WHAT YOU WILL DO: Convert the listing, from its first line through the line holding "Outlines can be", inclusive, into a JSON list of strings with one string per line and no blank lines.

Records excerpted from a collection:

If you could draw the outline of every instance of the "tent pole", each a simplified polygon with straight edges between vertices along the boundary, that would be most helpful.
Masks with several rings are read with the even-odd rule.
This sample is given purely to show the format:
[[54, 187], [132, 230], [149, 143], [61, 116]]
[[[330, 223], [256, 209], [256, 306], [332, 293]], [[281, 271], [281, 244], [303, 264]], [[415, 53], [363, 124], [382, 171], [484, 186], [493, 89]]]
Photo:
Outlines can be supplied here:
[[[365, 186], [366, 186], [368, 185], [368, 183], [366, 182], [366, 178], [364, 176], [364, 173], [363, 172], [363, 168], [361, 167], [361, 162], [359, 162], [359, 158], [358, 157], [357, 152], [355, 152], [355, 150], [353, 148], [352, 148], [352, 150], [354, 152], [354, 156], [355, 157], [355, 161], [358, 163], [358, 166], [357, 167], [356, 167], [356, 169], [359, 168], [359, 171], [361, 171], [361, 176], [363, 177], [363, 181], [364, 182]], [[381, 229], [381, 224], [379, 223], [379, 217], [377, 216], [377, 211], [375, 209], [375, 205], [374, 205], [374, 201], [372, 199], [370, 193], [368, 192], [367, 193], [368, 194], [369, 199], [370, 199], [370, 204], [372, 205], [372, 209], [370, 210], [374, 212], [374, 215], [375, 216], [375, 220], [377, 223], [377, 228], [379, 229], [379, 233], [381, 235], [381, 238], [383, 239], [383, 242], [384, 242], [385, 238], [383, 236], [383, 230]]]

ANSWER IN FULL:
[
  "If you could draw the outline of every instance of the \"tent pole\", each a simplified polygon with straight edges between vertices along the boundary, that would be most helpful.",
  "Masks with several rings are read with the even-odd rule.",
  "This sample is given purely to show the format:",
  "[[54, 187], [132, 230], [149, 143], [61, 116]]",
  "[[[330, 223], [256, 209], [256, 306], [332, 293]], [[281, 271], [281, 244], [303, 264]], [[415, 53], [363, 124], [382, 171], [484, 186], [493, 89]]]",
  "Photo:",
  "Outlines can be supplied here:"
]